**What is asked**
Copy out every line of the listing below word for word, without changing anything.

**Dataset entries**
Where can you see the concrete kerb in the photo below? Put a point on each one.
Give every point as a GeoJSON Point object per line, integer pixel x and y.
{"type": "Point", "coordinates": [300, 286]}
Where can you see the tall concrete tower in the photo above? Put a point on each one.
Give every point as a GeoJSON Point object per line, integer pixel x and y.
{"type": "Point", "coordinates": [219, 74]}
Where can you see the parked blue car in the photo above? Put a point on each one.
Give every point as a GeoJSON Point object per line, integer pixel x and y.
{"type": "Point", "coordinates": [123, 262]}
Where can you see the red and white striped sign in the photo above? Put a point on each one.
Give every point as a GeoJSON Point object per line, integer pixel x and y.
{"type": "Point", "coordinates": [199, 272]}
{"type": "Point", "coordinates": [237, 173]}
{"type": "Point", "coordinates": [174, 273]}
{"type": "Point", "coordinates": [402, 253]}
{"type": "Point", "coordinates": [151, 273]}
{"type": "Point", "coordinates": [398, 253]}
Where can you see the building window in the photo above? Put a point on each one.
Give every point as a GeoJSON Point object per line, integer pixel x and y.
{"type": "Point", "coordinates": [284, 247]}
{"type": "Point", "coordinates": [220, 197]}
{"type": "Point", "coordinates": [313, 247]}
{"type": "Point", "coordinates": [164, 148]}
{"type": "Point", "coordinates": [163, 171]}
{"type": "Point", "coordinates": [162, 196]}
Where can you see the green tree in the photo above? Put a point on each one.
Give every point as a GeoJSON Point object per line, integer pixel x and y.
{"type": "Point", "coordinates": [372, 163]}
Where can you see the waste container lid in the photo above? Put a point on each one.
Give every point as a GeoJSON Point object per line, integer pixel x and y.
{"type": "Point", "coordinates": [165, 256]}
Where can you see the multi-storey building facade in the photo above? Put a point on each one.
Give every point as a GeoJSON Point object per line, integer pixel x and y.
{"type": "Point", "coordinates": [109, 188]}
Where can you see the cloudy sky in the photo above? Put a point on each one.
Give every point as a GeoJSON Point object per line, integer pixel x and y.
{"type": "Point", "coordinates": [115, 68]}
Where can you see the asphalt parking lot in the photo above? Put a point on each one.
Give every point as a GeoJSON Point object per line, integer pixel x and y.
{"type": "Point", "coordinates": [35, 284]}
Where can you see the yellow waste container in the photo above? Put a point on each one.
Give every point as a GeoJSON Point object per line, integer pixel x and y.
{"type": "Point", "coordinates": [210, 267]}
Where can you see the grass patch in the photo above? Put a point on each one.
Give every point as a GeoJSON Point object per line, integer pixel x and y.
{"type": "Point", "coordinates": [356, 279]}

**Worked answer**
Where can you see the concrete kerb in the photo below? Put a point on each one.
Give every point as a GeoJSON Point object per line, integer pixel x and y.
{"type": "Point", "coordinates": [300, 286]}
Where can you see the tall concrete tower in the photo above? Put a point on each one.
Give every point as a GeoJSON Point object per line, integer pixel x and y.
{"type": "Point", "coordinates": [219, 74]}
Where can you see the parked blue car in the photo above? Put a point on each one.
Give every point as a GeoJSON Point object per line, integer pixel x and y.
{"type": "Point", "coordinates": [123, 262]}
Where can you see the red and white striped sign in the photo above? Put a point on each one.
Give every point as a GeoJSON Point object per line, integer pixel x and y.
{"type": "Point", "coordinates": [199, 272]}
{"type": "Point", "coordinates": [237, 173]}
{"type": "Point", "coordinates": [174, 273]}
{"type": "Point", "coordinates": [402, 253]}
{"type": "Point", "coordinates": [151, 273]}
{"type": "Point", "coordinates": [398, 253]}
Where can you see the building window in the photo above? Put a point on each one.
Give every point as a GeoJSON Point object per line, integer pixel x and y.
{"type": "Point", "coordinates": [284, 247]}
{"type": "Point", "coordinates": [220, 197]}
{"type": "Point", "coordinates": [313, 247]}
{"type": "Point", "coordinates": [164, 148]}
{"type": "Point", "coordinates": [163, 171]}
{"type": "Point", "coordinates": [162, 196]}
Where can you see the green tree in the photo above? Put a point on each one.
Give every point as a GeoJSON Point object per line, integer pixel x and y.
{"type": "Point", "coordinates": [372, 163]}
Where can you see the waste container lid in the photo above? Put a point on each one.
Give every point as a GeoJSON Point object per line, integer pixel x and y.
{"type": "Point", "coordinates": [165, 256]}
Where can you see the multi-storey building facade in the photo above? Put a point on each one.
Give every point as a GeoJSON Point object per line, integer pixel x and y.
{"type": "Point", "coordinates": [109, 188]}
Where can you see the cloudy sky in the photo above? Put a point on each one.
Give every point as a GeoJSON Point object per line, integer pixel x and y.
{"type": "Point", "coordinates": [115, 68]}
Where can you see the asphalt parking lot in the photo above? Put a point on each one.
Give every point as a GeoJSON Point object per line, integer pixel x and y.
{"type": "Point", "coordinates": [35, 284]}
Where can you see the yellow waste container in the photo above? Put a point on each one.
Give every point as a GeoJSON Point object per line, integer pixel x and y.
{"type": "Point", "coordinates": [210, 267]}
Where can you see the grass patch in the photo above? Put a point on each one.
Give every point as a GeoJSON Point object per line, integer pixel x and y.
{"type": "Point", "coordinates": [356, 279]}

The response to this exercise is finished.